WHAT THE TASK ASKS
Output every line below exactly.

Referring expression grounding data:
--- START ---
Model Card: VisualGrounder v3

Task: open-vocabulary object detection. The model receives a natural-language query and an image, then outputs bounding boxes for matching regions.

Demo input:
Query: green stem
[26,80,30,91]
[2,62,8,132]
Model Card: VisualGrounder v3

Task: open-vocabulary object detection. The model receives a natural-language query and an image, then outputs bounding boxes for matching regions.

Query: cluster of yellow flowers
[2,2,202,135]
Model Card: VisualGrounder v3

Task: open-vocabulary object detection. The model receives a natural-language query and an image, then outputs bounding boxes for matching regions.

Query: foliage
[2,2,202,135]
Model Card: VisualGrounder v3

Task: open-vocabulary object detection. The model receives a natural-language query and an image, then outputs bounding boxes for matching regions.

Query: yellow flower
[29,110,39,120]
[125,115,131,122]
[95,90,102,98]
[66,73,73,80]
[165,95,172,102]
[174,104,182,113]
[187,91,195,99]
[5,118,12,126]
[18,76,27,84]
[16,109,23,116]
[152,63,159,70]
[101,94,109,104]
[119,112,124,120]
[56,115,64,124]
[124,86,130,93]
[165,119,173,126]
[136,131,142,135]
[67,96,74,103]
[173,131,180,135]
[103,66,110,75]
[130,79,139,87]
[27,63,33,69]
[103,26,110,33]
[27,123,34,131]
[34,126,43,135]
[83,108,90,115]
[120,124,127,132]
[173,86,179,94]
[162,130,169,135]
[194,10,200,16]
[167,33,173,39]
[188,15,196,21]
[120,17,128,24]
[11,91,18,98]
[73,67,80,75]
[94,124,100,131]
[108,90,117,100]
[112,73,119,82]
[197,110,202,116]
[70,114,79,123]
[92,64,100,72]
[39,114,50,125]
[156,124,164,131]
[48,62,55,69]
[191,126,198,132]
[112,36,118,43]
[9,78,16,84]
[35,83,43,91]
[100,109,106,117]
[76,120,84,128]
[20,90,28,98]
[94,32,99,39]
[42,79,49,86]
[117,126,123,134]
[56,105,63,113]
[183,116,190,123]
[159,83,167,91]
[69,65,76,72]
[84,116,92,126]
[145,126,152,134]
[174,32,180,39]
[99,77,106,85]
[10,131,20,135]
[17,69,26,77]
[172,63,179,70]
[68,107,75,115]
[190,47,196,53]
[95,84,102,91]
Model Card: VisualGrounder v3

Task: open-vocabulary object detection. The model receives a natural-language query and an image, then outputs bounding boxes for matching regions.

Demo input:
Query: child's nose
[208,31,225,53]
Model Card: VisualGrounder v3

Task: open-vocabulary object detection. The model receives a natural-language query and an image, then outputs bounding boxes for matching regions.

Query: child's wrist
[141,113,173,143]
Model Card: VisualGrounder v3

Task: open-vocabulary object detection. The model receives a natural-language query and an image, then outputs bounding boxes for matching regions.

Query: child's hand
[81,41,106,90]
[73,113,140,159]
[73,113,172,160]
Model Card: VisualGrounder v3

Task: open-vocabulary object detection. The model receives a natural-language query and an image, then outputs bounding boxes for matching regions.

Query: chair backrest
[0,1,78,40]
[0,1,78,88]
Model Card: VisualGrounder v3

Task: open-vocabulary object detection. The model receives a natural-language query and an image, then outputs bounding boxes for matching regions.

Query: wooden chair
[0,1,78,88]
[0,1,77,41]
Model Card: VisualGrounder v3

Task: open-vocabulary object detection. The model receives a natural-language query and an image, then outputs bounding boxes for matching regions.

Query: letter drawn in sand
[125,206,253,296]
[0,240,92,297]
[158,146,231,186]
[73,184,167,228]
--- END ---
SOLUTION TO THE PROBLEM
Model Card: VisualGrounder v3

Task: open-vocabulary object detection. The model receives a natural-language query and an image, then outputs bounding boxes for matching regions.

Demo input:
Query: green stem
[26,80,30,91]
[2,62,8,132]
Model Card: VisualGrounder v3

Task: open-vocabulary object detection. The model receives a natural-language query and an image, then outputs bounding boxes for matching regions.

Query: cluster of yellow flowers
[2,2,202,135]
Model Card: VisualGrounder v3

Task: open-vocabulary object detection. The model receives a natural-language query and an image, then outputs bounding boxes for matching regions.

Query: foliage
[2,2,202,135]
Model Card: VisualGrounder v3

Task: open-vocabulary object detection. The model receives a natural-language query and an image, then outputs bounding boxes for matching regions.

Query: yellow flower
[29,110,39,120]
[125,115,131,122]
[95,90,102,98]
[66,73,73,80]
[165,95,172,102]
[174,104,182,113]
[187,91,195,99]
[5,118,12,126]
[18,76,27,84]
[16,109,23,116]
[152,63,159,70]
[101,94,109,104]
[119,112,124,120]
[56,115,64,124]
[124,86,130,93]
[165,119,173,126]
[136,131,142,135]
[67,96,74,103]
[173,131,180,135]
[103,66,110,75]
[130,79,139,87]
[27,63,33,69]
[103,26,110,33]
[27,123,34,131]
[34,126,43,135]
[83,108,90,115]
[120,124,127,132]
[173,86,179,94]
[162,130,169,135]
[194,10,200,16]
[167,33,173,39]
[188,15,196,21]
[120,17,128,24]
[11,91,18,98]
[73,67,80,75]
[94,124,100,131]
[108,90,117,100]
[112,73,119,82]
[197,110,202,116]
[70,114,79,123]
[92,64,100,72]
[39,114,50,125]
[156,124,164,131]
[48,62,55,69]
[191,126,198,132]
[112,36,118,43]
[9,78,16,84]
[35,83,43,91]
[100,109,106,117]
[76,120,84,128]
[20,90,28,98]
[94,32,99,39]
[42,79,49,86]
[117,126,123,134]
[56,105,63,113]
[183,116,190,123]
[159,83,167,91]
[69,65,76,72]
[84,116,92,126]
[145,126,152,134]
[174,32,180,39]
[99,77,106,85]
[10,131,20,135]
[17,69,26,77]
[172,63,179,70]
[68,107,75,115]
[190,47,196,53]
[95,84,102,91]
Model Card: VisualGrounder v3

Task: open-vocabulary object detection. The model receives a natural-language query and an image, then outputs bounding boxes for matching regions.

Demo input:
Query: child's nose
[208,31,225,53]
Model Card: VisualGrounder v3

Task: open-vocabulary object detection. The model receives a natural-language query and an image, then outputs bounding boxes for matching regions.

Query: child's wrist
[141,113,173,143]
Model Card: VisualGrounder v3

Task: open-vocabulary object detection. The model receives a natural-language query and an image, then outputs bounding boxes for matching regions.

Query: child's hand
[81,41,106,90]
[73,113,140,159]
[73,113,172,160]
Model Card: VisualGrounder v3

Task: open-vocabulary object detection. The model receives a natural-language query and an image, then outputs bounding boxes for matching regions.

Query: chair backrest
[0,1,78,40]
[0,1,78,88]
Model Card: VisualGrounder v3

Task: open-vocabulary object detection. The model receives a natural-language query and an image, then outputs bounding boxes for matching regions.

Query: wooden chair
[0,1,78,88]
[0,1,77,41]
Model Card: VisualGrounder v3

Task: open-vocabulary object detection. The model receives a natural-language query and an image, then outputs bounding boxes for matching regions.

Query: letter drawn in sand
[125,206,253,296]
[0,240,92,297]
[158,146,231,186]
[73,184,167,228]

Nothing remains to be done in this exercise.